WHAT IS BEING ASKED:
Find every line in the material below that contains the string "boat", treating uppercase and lowercase as different, and copy each of those lines.

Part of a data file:
○ ○ ○ ○ ○

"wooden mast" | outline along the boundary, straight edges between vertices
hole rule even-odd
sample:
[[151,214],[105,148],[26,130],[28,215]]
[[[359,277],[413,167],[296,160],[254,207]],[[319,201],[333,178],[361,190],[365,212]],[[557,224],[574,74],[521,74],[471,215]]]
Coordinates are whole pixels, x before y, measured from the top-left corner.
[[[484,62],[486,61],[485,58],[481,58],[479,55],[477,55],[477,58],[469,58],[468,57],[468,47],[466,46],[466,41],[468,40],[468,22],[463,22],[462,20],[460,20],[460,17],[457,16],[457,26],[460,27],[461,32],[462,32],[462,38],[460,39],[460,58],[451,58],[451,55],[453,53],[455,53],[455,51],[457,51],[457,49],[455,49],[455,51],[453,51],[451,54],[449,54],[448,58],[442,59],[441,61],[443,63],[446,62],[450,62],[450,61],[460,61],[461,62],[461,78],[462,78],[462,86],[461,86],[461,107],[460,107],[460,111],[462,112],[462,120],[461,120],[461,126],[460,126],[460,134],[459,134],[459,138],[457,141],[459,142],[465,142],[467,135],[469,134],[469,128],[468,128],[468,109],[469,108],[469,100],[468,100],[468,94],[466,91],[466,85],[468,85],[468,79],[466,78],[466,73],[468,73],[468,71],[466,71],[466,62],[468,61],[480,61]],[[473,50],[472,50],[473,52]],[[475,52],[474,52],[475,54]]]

○ ○ ○ ○ ○

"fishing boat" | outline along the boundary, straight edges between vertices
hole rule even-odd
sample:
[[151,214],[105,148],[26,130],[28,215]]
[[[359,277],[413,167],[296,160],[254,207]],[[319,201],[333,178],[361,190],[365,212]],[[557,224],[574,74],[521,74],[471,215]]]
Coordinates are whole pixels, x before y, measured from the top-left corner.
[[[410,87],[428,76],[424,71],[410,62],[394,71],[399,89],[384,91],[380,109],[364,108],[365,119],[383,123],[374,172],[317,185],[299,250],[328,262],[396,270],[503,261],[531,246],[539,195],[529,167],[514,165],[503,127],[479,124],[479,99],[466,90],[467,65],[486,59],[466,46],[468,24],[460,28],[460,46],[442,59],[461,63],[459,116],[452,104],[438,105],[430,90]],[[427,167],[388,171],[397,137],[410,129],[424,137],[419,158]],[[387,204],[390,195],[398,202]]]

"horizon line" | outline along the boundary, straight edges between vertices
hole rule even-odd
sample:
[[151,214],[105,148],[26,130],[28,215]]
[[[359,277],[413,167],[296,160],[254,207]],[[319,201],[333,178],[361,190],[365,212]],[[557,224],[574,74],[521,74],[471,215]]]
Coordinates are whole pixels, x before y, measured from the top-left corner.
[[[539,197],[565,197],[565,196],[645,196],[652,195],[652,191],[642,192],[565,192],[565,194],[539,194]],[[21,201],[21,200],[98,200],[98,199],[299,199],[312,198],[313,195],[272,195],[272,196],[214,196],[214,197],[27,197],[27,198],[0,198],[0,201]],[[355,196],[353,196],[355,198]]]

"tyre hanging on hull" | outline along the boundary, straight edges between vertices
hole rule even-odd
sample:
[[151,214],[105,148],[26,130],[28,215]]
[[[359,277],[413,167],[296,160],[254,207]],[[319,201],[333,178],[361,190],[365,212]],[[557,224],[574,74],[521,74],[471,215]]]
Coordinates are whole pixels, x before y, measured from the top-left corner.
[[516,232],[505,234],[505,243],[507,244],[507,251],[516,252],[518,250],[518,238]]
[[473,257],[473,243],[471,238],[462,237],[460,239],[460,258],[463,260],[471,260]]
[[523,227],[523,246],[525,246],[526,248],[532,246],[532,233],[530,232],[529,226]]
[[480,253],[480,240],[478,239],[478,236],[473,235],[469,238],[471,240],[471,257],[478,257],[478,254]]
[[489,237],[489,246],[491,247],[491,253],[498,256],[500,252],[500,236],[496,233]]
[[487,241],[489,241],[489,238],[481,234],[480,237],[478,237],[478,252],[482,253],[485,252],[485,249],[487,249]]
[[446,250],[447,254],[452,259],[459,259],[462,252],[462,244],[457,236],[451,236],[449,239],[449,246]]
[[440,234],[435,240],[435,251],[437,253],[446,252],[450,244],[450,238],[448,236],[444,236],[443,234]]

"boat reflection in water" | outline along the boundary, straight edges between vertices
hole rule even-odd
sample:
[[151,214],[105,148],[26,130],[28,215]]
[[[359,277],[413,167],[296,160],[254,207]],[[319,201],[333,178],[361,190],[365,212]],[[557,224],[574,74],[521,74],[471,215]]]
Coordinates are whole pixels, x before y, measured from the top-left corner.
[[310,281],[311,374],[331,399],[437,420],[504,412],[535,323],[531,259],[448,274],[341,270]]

○ ○ ○ ○ ○

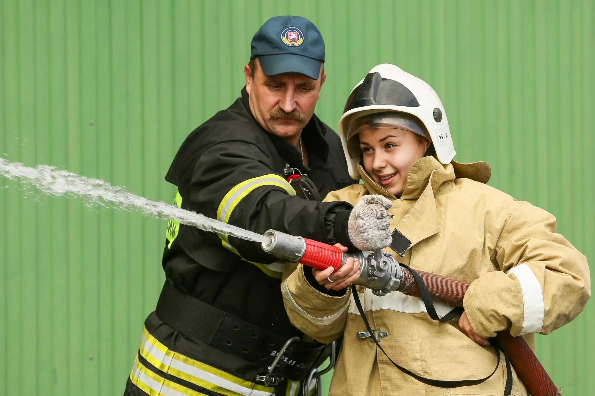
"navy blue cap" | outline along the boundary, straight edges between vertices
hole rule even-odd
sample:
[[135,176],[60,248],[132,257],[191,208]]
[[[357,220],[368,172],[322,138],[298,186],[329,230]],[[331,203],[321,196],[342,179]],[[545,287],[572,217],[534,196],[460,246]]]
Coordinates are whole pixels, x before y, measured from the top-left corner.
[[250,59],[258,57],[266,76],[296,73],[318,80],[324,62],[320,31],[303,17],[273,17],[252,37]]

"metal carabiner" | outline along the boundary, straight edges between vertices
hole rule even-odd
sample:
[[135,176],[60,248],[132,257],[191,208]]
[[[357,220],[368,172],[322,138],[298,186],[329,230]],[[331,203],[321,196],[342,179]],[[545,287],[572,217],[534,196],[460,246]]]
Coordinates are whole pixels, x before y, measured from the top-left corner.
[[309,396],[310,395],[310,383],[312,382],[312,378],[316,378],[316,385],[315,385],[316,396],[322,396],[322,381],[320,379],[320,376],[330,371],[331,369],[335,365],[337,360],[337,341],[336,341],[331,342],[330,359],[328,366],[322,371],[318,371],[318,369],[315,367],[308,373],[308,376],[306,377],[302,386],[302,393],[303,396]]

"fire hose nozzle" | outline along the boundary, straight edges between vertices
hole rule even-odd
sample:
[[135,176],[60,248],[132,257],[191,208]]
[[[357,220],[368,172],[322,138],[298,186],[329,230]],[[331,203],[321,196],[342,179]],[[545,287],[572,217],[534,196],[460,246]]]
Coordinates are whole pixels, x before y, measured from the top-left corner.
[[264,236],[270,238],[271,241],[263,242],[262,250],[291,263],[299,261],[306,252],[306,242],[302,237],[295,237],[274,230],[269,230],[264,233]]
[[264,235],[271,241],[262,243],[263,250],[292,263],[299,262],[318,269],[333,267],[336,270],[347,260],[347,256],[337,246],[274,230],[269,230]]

○ ○ ○ ○ ○

ANSWER TO THIS TASK:
"fishing boat" | outline along the boundary, straight edges between vertices
"boat reflection in water" | outline along the boundary, straight edges between vertices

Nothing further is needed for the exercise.